--- START OF Extract to read ---

Wednesday, July 29, 2015

Book review: A Bride at Last by Melissa Jagears

Love for a child brings them together, but is it enough to keep them together?

A Bride at Last is the third book in the Unexpected Brides series.  It is about Silas Jonesey, a homesteader in the 1880s who was given up by his mother, then abandoned by his wife Lucinda.  On her deathbed, Lucinda asks him to come to her, but he arrives after her passing.  That is when he learns that he has a son, Anthony.  Anthony is being cared for by his teacher, Kate Dawson.  As they contend with each other for custody of Anthony, Richard Fitzgerald shows up at Lucinda’s funeral, claiming that Anthony is his son.

Silas’ and Kate’s days are filled with time together because of Anthony.  Each is attracted to the other, but their troubled pasts and their commitments to their livelihoods threaten to keep them apart.

This book is filled with many plot twists, and I enjoyed it very much.  I wish that I had read the previous books in the series, because I didn’t know if references to their pasts were from previous books, or part of the current story.

I admired how the main characters were committed to doing what was right, first for Anthony, then for each other.  Near the end of the book, Kate’s thoughts were, “If Silas was trying to be a better man, she’d work to become a better woman.”

Those who enjoy historical, especially “prairie” fiction will certainly enjoy this book.

I received a copy of this book from the publisher, Bethany House, in exchange for my honest review, which I have given.

About the author:

Much to her introverted self’s delight, Melissa Jagears hardly needs to leave her home to be an elementary home school teacher, day-care provider, church financial secretary, and historical romance novelist.  She doesn’t have to leave her house to be a housekeeper either, but she’s doubtful she meets the minimum qualifications to claim to be one in her official bio.  Her passion is to help Christian believers mature in their faith and judge rightly.  Find her online at, Facebook, Pinterest, and Goodreads.

Wednesday, July 15, 2015

Book review: Irish Meadows by Susan Anne Mason

Hold on to your horses!  Irish Meadows is a book that races on with its many plot twists and colorful characters!

Irish Meadows is a Long Island estate, home of the O’Leary family.  The O’Learys board, breed, and train racehorses, but there are rumors of a ban on racing, which threatens the livelihood of the family.  James O’Leary, and his father before him, have worked too hard to get where they are, to lose it all now.  James gets desperate, and sees opportunities for advancing his business by making alliances, through his adult children, with his wealthy and well-connected clientele and neighbors.  His children all have their own dreams, which don’t line up with their father’s wishes.

What a cast of characters!

--- END OF Extract to read ---

[Required task 1]: List every row that contains the word "white", counting only matches with the same case.
The rows that follow are unrelated to the book reviews.

--- START OF Listed records ---

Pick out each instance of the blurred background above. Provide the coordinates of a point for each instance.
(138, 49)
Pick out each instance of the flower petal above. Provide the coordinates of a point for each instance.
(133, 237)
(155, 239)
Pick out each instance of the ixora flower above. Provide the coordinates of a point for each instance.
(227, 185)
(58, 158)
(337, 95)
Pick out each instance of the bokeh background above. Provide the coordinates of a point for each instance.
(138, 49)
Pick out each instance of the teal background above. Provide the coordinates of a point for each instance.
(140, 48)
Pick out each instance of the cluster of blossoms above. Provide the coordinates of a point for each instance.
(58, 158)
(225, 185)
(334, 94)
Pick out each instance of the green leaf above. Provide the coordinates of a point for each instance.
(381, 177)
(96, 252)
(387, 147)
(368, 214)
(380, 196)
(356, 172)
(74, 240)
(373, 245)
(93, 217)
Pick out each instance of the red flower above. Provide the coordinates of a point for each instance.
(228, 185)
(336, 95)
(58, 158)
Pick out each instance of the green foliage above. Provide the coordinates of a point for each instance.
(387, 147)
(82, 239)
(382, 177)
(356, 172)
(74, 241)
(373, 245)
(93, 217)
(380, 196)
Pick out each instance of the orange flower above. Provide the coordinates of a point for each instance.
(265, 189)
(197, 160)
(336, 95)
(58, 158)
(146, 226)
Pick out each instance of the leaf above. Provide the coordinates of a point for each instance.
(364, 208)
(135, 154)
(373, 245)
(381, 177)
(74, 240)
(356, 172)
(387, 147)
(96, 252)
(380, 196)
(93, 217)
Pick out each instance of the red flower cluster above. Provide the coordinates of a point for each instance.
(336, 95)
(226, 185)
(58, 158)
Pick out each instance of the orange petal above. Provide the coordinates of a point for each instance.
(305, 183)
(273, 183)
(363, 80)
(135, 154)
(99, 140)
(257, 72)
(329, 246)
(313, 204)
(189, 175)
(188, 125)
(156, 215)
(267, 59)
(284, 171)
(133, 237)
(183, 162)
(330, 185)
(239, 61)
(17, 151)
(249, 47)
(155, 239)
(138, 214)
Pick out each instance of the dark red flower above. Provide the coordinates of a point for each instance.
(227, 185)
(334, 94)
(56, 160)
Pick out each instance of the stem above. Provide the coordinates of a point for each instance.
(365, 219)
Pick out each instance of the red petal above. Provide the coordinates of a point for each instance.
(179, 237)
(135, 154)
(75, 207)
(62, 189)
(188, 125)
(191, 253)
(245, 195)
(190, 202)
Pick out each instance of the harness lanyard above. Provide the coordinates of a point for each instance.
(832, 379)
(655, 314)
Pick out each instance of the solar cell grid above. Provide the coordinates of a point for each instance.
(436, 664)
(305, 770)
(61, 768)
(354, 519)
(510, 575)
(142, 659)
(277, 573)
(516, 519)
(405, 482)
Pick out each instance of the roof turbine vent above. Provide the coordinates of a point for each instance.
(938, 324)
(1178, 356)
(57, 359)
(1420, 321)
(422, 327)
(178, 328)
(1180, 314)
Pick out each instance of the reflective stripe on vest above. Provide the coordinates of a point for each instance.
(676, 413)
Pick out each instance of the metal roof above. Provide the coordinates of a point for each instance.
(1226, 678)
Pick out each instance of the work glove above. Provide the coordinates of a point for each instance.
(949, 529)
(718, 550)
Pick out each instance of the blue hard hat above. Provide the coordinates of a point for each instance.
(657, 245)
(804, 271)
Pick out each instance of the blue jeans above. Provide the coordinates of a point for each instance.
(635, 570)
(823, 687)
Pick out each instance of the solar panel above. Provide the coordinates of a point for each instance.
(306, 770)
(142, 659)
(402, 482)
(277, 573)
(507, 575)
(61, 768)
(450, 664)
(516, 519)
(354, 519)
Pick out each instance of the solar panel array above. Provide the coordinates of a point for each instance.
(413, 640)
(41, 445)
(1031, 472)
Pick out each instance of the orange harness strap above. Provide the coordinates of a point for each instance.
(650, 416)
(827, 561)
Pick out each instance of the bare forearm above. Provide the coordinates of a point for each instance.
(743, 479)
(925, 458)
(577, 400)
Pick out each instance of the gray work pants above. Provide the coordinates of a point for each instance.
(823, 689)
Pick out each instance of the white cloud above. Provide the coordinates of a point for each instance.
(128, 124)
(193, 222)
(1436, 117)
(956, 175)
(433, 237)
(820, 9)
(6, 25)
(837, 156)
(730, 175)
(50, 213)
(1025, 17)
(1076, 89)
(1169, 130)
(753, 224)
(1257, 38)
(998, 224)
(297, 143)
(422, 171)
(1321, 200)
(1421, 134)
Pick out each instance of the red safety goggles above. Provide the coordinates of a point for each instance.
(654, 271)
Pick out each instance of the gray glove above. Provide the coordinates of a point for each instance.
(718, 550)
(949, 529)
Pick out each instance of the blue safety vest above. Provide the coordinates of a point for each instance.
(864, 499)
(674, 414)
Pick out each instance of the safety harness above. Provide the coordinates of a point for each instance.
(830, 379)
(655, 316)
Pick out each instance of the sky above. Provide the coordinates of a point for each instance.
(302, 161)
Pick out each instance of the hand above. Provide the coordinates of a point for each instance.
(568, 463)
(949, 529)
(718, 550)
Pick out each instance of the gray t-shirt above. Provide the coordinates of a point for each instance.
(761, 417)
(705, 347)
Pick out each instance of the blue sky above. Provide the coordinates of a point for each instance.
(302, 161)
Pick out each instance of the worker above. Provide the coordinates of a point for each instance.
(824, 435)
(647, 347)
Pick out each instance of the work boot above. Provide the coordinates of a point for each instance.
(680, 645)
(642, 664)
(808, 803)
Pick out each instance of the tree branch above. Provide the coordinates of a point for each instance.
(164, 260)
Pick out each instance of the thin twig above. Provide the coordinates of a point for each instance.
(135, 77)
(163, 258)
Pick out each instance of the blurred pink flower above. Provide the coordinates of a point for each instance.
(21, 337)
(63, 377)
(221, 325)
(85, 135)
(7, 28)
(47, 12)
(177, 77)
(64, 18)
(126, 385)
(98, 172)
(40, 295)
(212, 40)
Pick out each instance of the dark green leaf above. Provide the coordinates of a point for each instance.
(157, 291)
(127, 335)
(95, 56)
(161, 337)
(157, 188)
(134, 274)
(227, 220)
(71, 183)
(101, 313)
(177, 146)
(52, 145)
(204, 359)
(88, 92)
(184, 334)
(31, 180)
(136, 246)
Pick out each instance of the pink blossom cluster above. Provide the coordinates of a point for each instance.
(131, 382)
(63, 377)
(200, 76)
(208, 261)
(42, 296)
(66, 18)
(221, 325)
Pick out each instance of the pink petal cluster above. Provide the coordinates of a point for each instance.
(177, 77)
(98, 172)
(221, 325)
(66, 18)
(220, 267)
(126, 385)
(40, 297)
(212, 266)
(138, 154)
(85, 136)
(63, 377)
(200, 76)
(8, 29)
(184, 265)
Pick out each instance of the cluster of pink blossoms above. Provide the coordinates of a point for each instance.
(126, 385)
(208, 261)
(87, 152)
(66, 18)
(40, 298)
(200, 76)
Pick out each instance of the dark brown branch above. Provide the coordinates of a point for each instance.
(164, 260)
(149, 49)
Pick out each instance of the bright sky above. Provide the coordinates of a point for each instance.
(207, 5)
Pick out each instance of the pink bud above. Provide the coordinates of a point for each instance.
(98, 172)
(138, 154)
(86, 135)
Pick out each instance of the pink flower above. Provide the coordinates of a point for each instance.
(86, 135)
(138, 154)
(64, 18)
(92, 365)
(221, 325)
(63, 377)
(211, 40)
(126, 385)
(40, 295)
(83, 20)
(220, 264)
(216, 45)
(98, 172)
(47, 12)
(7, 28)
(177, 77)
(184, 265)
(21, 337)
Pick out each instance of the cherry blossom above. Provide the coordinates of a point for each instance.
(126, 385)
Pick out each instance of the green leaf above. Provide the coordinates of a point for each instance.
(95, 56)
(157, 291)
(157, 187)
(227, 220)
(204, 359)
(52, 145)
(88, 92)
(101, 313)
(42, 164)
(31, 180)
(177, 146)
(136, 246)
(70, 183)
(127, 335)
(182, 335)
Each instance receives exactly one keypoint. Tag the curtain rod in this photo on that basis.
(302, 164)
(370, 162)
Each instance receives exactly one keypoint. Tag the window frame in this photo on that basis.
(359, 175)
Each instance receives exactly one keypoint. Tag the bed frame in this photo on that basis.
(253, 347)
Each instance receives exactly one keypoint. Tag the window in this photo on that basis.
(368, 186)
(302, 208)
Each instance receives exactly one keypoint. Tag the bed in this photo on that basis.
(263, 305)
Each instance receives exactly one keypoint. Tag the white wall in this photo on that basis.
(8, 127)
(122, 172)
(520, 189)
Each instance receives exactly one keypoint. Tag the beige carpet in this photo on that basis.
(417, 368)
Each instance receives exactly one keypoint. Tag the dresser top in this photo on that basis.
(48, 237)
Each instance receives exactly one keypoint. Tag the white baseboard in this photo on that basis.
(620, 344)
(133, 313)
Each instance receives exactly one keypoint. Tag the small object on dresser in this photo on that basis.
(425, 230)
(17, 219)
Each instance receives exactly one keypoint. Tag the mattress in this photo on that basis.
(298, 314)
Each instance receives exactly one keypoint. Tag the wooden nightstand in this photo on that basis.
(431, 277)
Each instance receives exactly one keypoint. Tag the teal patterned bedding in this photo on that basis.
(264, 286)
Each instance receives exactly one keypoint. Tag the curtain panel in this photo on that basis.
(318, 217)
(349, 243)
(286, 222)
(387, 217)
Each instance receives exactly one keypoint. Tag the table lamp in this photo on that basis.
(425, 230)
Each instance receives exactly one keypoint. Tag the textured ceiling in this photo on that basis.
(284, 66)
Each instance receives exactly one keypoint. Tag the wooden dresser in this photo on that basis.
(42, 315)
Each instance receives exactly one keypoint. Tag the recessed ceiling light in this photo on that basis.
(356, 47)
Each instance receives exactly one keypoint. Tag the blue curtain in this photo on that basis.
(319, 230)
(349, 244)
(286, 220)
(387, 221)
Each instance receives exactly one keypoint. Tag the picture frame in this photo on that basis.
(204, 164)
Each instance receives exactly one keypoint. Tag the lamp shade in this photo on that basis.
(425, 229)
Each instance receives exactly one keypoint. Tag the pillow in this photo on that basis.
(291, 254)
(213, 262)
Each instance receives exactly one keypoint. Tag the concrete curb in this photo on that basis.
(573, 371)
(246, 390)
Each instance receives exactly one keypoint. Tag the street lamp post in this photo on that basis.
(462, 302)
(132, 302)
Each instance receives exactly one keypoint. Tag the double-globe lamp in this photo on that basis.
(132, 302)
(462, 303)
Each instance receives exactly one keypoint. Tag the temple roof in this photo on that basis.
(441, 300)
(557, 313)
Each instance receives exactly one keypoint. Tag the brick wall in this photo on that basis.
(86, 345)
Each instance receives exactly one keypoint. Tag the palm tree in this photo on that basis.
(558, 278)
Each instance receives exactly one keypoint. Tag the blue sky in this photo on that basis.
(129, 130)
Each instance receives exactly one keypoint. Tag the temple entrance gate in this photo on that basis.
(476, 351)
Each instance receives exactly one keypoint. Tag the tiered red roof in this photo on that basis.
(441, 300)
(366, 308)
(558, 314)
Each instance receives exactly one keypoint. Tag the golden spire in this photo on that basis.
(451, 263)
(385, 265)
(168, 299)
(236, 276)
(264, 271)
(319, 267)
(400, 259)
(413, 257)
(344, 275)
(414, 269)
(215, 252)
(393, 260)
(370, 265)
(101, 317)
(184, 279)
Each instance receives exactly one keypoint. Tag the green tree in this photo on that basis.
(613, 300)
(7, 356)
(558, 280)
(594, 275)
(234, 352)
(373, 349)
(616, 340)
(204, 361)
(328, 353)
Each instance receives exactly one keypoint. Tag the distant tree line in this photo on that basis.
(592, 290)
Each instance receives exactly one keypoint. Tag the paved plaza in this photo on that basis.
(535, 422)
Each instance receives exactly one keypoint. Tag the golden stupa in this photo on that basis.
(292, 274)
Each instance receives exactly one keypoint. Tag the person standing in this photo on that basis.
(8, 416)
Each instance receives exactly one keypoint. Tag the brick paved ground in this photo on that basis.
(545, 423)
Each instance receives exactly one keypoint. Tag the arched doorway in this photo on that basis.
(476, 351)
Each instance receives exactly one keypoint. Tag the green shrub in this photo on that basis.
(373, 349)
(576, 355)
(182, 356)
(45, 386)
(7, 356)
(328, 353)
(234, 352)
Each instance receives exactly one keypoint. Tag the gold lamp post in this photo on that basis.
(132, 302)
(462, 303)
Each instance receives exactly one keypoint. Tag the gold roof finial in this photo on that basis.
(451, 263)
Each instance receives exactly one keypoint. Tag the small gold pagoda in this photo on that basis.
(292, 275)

--- END OF Listed records ---

[Required task 2]: Name every character mentioned in the book reviews' write-up of A Bride at Last.

[Solution 1]:
Pick out each instance of the white cloud above. Provide the coordinates of a point for each instance.
Each instance receives exactly one keypoint. Tag the white wall in this photo on that basis.
Each instance receives exactly one keypoint. Tag the white baseboard in this photo on that basis.

[Solution 2]: Silas Jonesey, Lucinda, Anthony, Kate Dawson, Richard Fitzgerald